● Challenge: Put the lines of the listing below into a JSON list of strings, one string per line and no blank lines, taking only the lines between the one holding "of the truck" and the one holding "column 213, row 306", both included.

● Dataset records:
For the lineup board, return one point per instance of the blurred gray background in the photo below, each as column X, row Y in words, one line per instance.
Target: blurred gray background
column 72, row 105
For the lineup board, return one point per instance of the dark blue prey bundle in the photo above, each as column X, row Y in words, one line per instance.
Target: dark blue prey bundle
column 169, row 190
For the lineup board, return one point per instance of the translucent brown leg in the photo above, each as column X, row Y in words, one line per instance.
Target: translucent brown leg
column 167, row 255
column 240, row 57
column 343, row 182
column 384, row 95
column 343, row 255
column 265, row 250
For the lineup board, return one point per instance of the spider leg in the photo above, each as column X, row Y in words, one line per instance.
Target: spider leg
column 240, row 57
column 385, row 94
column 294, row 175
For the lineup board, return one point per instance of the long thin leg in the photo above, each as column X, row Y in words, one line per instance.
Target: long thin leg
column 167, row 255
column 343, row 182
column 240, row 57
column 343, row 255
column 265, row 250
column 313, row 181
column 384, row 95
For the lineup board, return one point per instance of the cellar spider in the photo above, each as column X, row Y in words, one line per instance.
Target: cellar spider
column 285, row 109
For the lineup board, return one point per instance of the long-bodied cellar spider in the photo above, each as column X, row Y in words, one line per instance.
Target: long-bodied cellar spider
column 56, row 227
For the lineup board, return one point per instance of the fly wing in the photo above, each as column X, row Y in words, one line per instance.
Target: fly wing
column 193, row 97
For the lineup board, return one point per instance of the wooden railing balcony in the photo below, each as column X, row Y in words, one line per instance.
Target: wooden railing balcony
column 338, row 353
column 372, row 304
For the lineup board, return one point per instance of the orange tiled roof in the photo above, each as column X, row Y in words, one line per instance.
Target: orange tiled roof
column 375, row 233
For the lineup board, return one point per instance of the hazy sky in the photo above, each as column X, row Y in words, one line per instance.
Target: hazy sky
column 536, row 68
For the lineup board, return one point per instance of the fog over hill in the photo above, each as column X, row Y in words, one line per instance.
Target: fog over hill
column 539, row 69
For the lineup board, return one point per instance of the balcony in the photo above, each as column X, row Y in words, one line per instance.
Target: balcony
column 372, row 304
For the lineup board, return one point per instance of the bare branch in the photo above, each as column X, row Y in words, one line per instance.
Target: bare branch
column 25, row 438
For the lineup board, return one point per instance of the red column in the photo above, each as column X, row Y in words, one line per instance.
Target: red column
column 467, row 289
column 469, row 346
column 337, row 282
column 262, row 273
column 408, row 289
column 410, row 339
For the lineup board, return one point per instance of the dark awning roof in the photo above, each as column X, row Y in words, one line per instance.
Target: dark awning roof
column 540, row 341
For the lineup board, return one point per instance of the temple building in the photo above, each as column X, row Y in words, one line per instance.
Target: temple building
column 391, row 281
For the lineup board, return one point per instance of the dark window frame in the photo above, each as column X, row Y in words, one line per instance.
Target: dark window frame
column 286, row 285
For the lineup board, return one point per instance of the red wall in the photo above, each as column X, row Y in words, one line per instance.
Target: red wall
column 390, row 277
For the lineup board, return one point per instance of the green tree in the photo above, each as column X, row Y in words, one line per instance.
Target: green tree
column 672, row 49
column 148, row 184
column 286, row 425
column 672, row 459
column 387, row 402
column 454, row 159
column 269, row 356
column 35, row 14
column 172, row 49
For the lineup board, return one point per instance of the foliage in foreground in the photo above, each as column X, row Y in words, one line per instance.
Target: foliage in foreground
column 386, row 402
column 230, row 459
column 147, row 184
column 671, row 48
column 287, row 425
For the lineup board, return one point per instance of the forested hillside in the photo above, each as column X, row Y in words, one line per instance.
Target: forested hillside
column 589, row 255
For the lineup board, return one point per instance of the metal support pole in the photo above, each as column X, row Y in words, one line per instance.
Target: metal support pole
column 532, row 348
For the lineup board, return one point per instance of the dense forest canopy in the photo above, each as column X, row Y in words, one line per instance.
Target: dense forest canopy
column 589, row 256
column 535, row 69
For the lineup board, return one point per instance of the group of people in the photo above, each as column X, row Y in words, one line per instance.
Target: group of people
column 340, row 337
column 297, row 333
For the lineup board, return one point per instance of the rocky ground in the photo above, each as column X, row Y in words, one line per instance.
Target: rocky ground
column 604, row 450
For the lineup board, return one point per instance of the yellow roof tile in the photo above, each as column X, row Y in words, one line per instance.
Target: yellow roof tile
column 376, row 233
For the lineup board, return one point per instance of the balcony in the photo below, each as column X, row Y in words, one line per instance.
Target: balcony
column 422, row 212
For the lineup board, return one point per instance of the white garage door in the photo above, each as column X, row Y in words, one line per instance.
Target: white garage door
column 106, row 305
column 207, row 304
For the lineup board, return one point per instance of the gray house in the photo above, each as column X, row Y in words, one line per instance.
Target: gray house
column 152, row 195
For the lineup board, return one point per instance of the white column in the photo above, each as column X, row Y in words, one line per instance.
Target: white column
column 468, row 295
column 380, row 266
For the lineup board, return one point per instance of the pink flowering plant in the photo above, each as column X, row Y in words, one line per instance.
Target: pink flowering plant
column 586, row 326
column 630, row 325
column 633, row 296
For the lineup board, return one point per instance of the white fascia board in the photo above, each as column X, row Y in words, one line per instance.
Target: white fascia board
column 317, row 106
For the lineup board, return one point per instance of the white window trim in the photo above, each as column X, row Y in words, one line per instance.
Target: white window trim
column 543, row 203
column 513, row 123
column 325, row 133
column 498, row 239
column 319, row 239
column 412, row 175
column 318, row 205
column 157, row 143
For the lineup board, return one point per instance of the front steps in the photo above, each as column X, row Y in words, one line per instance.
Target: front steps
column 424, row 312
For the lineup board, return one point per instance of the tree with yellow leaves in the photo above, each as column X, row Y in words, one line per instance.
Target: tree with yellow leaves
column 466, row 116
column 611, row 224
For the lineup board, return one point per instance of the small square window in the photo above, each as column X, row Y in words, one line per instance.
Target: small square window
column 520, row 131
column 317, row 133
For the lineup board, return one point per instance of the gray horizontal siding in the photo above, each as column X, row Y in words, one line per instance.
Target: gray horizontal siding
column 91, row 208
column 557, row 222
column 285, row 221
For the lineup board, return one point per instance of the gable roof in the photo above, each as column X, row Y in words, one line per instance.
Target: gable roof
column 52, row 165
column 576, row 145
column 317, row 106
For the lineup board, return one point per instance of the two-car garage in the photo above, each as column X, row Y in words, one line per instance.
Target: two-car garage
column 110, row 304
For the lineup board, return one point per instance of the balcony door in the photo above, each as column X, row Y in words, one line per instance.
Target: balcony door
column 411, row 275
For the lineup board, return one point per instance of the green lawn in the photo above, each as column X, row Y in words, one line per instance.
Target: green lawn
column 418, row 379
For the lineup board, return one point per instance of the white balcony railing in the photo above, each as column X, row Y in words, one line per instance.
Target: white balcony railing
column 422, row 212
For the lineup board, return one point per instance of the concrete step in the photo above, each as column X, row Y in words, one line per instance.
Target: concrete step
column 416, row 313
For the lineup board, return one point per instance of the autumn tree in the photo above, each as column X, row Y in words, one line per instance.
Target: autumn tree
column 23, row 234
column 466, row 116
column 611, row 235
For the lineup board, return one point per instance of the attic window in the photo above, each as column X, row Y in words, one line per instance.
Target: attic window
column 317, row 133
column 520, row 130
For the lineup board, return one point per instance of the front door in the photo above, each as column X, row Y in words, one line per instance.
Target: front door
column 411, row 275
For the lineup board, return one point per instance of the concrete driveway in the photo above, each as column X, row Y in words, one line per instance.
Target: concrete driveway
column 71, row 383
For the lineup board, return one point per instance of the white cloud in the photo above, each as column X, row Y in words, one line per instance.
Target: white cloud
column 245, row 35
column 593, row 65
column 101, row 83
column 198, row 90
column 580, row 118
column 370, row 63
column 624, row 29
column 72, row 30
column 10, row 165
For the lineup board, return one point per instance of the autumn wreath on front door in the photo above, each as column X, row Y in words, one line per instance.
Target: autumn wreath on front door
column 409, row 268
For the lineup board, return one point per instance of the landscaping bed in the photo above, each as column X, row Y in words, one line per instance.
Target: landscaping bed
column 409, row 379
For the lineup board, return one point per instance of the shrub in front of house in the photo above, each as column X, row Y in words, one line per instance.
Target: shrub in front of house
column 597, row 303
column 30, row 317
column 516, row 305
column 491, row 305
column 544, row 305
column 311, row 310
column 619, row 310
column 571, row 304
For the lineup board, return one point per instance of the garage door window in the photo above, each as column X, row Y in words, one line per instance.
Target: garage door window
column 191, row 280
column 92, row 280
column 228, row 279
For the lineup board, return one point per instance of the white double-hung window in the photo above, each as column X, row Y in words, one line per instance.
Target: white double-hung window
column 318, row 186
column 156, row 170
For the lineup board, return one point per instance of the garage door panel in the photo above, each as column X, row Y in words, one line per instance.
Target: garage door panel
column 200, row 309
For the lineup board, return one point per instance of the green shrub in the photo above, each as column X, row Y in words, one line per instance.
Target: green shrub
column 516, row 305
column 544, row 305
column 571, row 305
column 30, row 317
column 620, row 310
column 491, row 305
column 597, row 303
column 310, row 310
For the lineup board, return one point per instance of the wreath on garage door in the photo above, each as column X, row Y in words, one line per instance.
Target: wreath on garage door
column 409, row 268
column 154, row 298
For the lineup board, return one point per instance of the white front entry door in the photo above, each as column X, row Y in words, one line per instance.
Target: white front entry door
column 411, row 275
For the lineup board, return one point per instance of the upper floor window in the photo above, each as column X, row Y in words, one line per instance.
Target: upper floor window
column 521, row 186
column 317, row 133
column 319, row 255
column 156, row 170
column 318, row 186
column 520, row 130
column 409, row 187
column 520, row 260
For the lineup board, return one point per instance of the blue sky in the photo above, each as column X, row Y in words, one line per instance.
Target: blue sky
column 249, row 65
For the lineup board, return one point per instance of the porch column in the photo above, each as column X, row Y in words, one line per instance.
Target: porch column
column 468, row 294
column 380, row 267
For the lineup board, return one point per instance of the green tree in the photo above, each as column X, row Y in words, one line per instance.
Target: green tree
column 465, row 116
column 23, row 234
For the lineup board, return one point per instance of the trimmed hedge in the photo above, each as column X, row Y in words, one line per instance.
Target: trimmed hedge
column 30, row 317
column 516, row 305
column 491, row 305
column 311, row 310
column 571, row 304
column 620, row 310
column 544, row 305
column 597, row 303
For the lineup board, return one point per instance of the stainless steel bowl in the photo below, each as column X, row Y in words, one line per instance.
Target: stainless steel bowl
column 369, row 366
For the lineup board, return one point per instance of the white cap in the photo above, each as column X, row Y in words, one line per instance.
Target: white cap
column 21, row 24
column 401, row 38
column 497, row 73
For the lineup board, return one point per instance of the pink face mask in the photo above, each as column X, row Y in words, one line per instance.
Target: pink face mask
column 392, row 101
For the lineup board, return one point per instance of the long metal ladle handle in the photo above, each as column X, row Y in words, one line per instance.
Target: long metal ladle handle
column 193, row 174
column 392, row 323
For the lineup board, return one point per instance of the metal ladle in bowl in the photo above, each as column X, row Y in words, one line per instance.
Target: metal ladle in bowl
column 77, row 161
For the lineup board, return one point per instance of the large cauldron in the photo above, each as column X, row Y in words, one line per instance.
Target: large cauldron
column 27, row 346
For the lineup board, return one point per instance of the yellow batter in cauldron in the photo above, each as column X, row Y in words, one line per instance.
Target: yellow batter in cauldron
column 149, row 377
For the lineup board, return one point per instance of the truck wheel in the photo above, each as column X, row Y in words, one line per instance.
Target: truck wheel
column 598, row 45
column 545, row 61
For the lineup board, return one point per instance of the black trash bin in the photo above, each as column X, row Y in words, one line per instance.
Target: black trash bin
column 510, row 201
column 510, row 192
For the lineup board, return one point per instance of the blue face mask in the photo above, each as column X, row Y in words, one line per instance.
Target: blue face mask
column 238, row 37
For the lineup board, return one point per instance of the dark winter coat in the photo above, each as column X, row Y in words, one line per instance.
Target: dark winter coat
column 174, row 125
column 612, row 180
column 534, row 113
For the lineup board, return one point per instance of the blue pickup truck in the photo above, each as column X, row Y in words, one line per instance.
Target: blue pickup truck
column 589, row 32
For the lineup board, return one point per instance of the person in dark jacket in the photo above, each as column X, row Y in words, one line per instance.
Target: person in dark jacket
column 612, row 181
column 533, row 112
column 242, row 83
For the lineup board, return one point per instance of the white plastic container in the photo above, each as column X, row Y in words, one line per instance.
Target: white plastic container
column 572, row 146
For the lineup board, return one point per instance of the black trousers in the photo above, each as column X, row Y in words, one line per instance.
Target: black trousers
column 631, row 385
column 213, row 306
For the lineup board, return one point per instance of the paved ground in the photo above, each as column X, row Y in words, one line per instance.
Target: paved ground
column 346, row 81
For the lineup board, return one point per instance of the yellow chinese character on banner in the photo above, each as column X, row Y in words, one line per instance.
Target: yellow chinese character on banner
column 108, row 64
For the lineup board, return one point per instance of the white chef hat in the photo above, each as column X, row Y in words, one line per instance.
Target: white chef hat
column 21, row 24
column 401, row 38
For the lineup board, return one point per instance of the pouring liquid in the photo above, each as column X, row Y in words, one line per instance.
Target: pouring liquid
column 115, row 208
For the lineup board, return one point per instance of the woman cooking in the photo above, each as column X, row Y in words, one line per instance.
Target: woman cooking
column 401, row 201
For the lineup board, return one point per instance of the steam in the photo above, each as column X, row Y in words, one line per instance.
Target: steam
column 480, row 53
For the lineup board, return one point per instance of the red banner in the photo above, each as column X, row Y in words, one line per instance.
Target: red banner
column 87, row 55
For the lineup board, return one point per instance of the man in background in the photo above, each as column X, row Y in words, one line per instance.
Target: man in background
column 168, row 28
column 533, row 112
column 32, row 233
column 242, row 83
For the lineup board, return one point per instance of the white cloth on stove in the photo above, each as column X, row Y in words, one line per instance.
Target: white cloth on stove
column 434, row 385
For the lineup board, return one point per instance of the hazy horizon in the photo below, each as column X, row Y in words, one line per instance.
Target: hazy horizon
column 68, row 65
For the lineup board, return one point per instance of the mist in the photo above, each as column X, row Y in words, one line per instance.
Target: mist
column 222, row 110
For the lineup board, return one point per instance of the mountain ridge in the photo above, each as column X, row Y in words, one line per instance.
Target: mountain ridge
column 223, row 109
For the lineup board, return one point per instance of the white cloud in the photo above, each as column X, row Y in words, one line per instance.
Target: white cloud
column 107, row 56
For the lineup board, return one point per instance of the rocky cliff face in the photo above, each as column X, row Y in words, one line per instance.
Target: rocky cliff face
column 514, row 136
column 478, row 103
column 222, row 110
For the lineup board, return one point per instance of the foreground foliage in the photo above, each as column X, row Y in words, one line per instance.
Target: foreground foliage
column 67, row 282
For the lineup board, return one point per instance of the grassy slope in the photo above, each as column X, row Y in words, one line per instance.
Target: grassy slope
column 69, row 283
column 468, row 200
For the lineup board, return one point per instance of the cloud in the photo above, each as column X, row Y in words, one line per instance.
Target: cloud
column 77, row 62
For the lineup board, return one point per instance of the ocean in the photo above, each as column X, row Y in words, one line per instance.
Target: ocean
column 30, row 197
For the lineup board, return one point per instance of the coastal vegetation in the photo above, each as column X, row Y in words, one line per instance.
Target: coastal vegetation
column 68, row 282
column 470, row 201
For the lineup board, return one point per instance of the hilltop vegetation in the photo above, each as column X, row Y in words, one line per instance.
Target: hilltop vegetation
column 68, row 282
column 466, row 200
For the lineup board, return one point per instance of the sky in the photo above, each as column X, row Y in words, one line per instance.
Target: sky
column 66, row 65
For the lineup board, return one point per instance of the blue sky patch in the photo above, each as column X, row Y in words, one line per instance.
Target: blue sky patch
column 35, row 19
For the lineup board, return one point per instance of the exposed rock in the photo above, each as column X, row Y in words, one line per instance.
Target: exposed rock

● Written solution:
[
  "For the lineup board, return one point per instance of the truck wheel in the photo above, each as column X, row Y in words, one line per instance.",
  "Target: truck wheel",
  "column 598, row 45",
  "column 545, row 61",
  "For the lineup board, return one point per instance of the black trash bin in the photo above, each as column X, row Y in words, one line per instance.",
  "Target: black trash bin",
  "column 510, row 201",
  "column 510, row 192",
  "For the lineup board, return one point per instance of the blue face mask in the photo above, each as column X, row Y in words, one line per instance.",
  "Target: blue face mask",
  "column 238, row 37",
  "For the lineup board, return one point per instance of the dark winter coat in the photo above, each as column X, row Y in words, one line per instance.",
  "Target: dark winter coat",
  "column 174, row 125",
  "column 612, row 180",
  "column 534, row 113",
  "For the lineup board, return one point per instance of the blue pickup truck in the photo above, each as column X, row Y in words, one line per instance.",
  "Target: blue pickup truck",
  "column 589, row 32",
  "For the lineup board, return one point per instance of the person in dark jacket in the photo above, each as column X, row Y in words, one line per instance.",
  "Target: person in dark jacket",
  "column 612, row 181",
  "column 533, row 112",
  "column 242, row 83",
  "For the lineup board, return one point per instance of the white plastic container in the photo above, each as column X, row Y in words, one line per instance.",
  "Target: white plastic container",
  "column 572, row 146",
  "For the lineup board, return one point per instance of the black trousers in the photo above, each as column X, row Y in words, one line per instance.",
  "Target: black trousers",
  "column 631, row 385",
  "column 213, row 306"
]